(Data items)

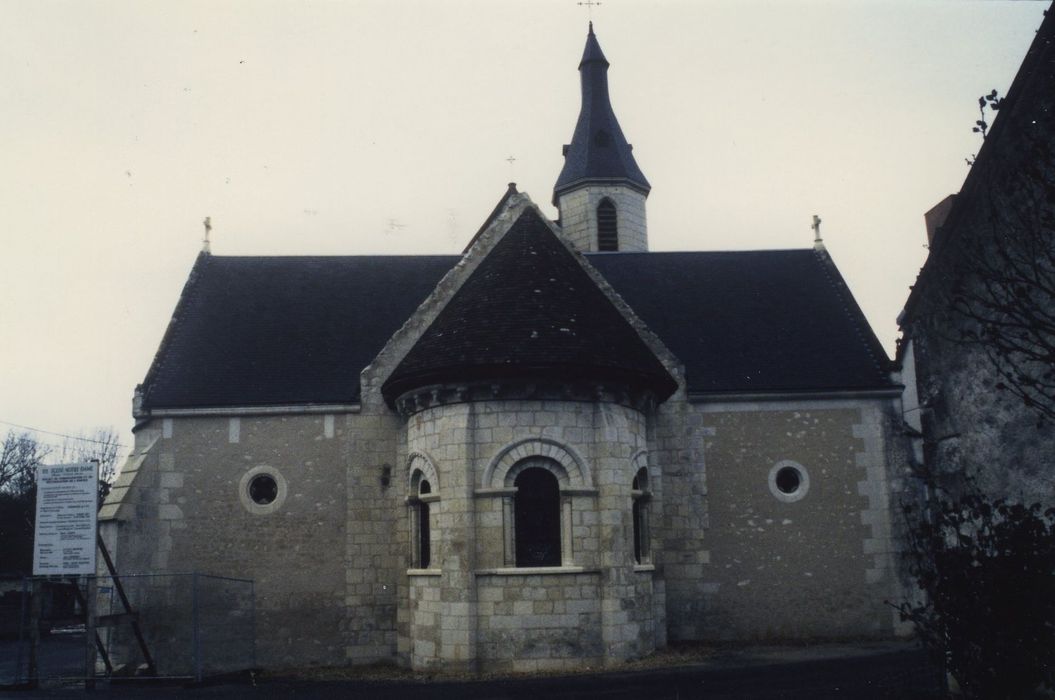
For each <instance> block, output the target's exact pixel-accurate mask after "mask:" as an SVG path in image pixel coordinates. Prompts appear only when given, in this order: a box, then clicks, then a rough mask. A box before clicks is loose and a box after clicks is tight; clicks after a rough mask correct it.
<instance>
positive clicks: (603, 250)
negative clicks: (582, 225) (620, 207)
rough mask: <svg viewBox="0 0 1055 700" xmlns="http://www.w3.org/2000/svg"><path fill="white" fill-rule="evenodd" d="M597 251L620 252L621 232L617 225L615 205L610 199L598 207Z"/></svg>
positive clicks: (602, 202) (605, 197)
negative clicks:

Work order: Turn the lines of the data into a numbered list, skipping any blank lines and leaving out the pictures.

Solved problem:
1. For each <instance> block, output the target's exact pixel-accurate mask after "mask:" as an SVG path in image pixel coordinates. Prompts appear only when given, in this order: a box, then clicks, then a rough mask. A box before clicks is loose and a box after clicks is tight; clicks after a rough mask correct it.
2. <instance>
3. positive clicks: (603, 250)
4. negative clicks: (582, 225) (620, 207)
5. rough mask: <svg viewBox="0 0 1055 700" xmlns="http://www.w3.org/2000/svg"><path fill="white" fill-rule="evenodd" d="M597 251L620 252L621 232L617 225L615 205L610 199L598 207Z"/></svg>
6. positive clicks: (602, 202) (605, 197)
7. negative clicks:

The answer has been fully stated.